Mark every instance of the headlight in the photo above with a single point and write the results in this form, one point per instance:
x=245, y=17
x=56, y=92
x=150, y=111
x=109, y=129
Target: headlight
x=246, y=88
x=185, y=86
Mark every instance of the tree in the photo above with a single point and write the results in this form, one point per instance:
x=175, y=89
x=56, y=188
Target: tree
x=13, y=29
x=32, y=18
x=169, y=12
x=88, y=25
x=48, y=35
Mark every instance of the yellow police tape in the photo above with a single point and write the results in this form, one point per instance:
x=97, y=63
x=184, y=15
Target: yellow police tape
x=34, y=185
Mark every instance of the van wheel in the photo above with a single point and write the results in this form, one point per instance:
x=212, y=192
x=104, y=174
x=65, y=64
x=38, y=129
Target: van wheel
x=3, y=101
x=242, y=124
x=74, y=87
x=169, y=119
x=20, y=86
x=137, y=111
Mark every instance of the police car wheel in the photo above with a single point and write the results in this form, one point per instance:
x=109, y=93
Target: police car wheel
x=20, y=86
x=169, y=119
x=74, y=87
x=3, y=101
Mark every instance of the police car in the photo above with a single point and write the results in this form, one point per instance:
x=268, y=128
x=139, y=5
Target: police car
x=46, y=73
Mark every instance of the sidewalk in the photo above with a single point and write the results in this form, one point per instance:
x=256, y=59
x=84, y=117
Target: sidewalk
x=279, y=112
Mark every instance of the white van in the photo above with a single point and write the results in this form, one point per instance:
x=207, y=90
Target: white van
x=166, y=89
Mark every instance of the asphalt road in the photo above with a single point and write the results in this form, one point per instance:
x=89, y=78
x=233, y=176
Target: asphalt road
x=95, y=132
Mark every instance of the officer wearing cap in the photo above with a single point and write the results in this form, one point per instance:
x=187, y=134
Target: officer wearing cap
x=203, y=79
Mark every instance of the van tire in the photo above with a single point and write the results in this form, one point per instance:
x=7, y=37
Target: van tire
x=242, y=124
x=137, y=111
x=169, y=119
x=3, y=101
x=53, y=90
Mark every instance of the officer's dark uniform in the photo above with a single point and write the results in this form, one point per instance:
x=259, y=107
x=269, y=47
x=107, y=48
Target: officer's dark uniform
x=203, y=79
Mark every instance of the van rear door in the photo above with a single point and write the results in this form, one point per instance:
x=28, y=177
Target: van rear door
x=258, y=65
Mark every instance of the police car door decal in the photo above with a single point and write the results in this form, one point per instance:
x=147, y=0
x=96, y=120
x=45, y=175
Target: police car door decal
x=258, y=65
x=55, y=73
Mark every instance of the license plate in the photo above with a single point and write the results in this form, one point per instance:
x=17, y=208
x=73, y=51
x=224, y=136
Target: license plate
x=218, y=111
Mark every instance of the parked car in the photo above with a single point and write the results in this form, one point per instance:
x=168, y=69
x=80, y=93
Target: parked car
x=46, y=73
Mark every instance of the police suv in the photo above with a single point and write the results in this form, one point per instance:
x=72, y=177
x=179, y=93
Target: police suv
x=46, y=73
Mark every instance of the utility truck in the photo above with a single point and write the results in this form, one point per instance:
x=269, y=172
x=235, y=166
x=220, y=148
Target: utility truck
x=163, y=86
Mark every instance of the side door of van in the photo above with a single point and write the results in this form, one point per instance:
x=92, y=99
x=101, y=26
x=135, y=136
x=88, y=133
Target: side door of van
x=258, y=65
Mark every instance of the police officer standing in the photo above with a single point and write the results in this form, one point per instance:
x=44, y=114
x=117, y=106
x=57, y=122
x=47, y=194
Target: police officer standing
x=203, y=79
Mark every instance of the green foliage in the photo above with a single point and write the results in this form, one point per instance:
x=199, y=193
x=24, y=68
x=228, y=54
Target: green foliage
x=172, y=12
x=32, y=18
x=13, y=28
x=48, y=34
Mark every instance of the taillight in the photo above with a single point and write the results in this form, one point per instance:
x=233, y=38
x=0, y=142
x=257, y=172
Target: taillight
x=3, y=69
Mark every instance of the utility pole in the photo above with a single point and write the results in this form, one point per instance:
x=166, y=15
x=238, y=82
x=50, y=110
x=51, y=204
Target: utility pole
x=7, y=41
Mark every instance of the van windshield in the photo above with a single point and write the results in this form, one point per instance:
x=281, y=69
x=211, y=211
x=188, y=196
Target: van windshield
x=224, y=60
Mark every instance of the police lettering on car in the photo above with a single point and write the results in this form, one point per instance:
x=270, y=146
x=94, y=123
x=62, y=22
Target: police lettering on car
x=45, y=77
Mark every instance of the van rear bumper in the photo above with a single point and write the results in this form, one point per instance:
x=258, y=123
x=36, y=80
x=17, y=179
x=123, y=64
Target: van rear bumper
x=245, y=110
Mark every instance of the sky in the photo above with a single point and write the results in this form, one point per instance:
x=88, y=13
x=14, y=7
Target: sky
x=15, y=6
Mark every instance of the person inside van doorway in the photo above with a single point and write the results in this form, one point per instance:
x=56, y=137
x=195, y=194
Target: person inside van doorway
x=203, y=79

Objective
Each entry must be reproduced verbatim.

Exercise result
Mark every instance of the headlight in the photo above with a single point and write the results in this form, one point per instance:
x=245, y=17
x=56, y=92
x=150, y=111
x=109, y=129
Target: headlight
x=246, y=88
x=185, y=86
Mark every instance of the tree in the photo above with a single point and write the results in this form, one point per instance:
x=175, y=89
x=56, y=188
Target: tree
x=13, y=29
x=32, y=18
x=169, y=12
x=88, y=25
x=48, y=35
Mark every instance of the yellow police tape in the photo above with a single point and write the results in this form, one point per instance:
x=97, y=63
x=184, y=15
Target: yellow police tape
x=34, y=185
Mark every instance of the van wheel in the photo above with a single point and write the results in this form, one point per instance:
x=212, y=192
x=104, y=174
x=65, y=64
x=38, y=129
Target: van wheel
x=3, y=101
x=242, y=124
x=74, y=87
x=169, y=119
x=20, y=86
x=137, y=111
Mark every instance of the police car wheel in the photo above with a single point and write the results in this form, one point per instance:
x=109, y=93
Target: police car wheel
x=20, y=86
x=169, y=119
x=74, y=87
x=3, y=101
Mark every instance of the police car in the photo above with a single point and write the results in this form, one point per instance:
x=268, y=128
x=139, y=5
Target: police car
x=46, y=73
Mark every instance of the sidewalk in the photo above with a single point and write the results in this form, one point per instance:
x=256, y=59
x=84, y=117
Target: sidewalk
x=279, y=112
Mark every instance of the white van in the photo above with a single point and write the results in this form, one point per instance:
x=207, y=90
Target: white van
x=166, y=89
Mark every instance of the asphalt road in the photo above with a single point and write the results in this form, one point per instance:
x=89, y=78
x=233, y=176
Target: asphalt road
x=95, y=132
Mark every instance of the officer wearing cap in the photo above with a single point and write the results in this form, one point per instance:
x=187, y=134
Target: officer wearing cap
x=203, y=79
Mark every instance of the van tire in the photo above with a single point and write the results in this form, one point per instance:
x=7, y=37
Target: van tire
x=242, y=124
x=137, y=111
x=169, y=119
x=3, y=101
x=53, y=90
Mark every instance of the officer's dark uniform in the photo above with a single point and write the results in this form, one point per instance:
x=259, y=107
x=269, y=47
x=107, y=48
Target: officer's dark uniform
x=203, y=79
Mark every instance of the van rear door in the photo above with a single point and write the results in this form, one point per instance:
x=28, y=177
Target: van rear door
x=258, y=65
Mark every instance of the police car door decal in the photo above with a single point and write the results in this form, one point per instance:
x=147, y=0
x=96, y=120
x=45, y=175
Target: police car door decal
x=258, y=65
x=55, y=73
Mark every instance of the license plate in the photo above with a single point and write the results in this form, one point per instance:
x=17, y=208
x=73, y=51
x=224, y=136
Target: license plate
x=218, y=111
Mark every instance of the parked car in the photo above with a single point and write the results in this form, one point per instance:
x=168, y=69
x=80, y=93
Target: parked car
x=46, y=73
Mark every instance of the police suv in the photo above with a single point and write the results in this form, one point per instance:
x=72, y=177
x=179, y=93
Target: police suv
x=46, y=73
Mark every instance of the utility truck in the photo above with a single point and write the results in this form, one point per instance:
x=269, y=172
x=235, y=166
x=220, y=148
Target: utility truck
x=163, y=86
Mark every instance of the side door of van in the photo above with a single point and write the results in this form, one point per instance:
x=92, y=99
x=101, y=26
x=135, y=136
x=88, y=133
Target: side door of van
x=258, y=65
Mark every instance of the police officer standing in the photo above with a single point and write the results in this form, one point per instance:
x=44, y=114
x=117, y=106
x=57, y=122
x=47, y=194
Target: police officer standing
x=203, y=79
Mark every instance of the green foliage in the photo above with a single point and write the results in this form, one point per instance:
x=199, y=193
x=24, y=68
x=228, y=54
Target: green foliage
x=172, y=12
x=32, y=18
x=13, y=28
x=48, y=34
Mark every instance of the taillight in the photo above with a single point and write the results in this form, one point per instance:
x=233, y=38
x=0, y=142
x=257, y=172
Target: taillight
x=3, y=69
Mark every instance of the utility pole in the photo above with a single point and write the results in this form, one point per instance:
x=166, y=15
x=238, y=82
x=50, y=110
x=51, y=204
Target: utility pole
x=7, y=41
Mark every instance of the van windshield in the photo above with a single point and write the results in this form, one point per instance:
x=281, y=69
x=211, y=211
x=188, y=196
Target: van windshield
x=224, y=60
Mark every instance of the police lettering on car in the photo above with a single point and write the results in this form, one point per instance:
x=270, y=146
x=94, y=123
x=62, y=22
Target: police lettering on car
x=45, y=77
Mark every instance of the van rear bumper in the photo above with a single point and write the results in this form, one point per instance:
x=258, y=123
x=36, y=80
x=17, y=179
x=123, y=64
Target: van rear bumper
x=245, y=110
Mark every instance of the sky in the photo above with a single point and write the results in this form, one point per instance:
x=88, y=13
x=14, y=7
Target: sky
x=15, y=6
Mark every instance of the person inside van doorway in the photo above with a single point and write the results in this form, one point per instance:
x=56, y=137
x=195, y=194
Target: person inside van doorway
x=203, y=79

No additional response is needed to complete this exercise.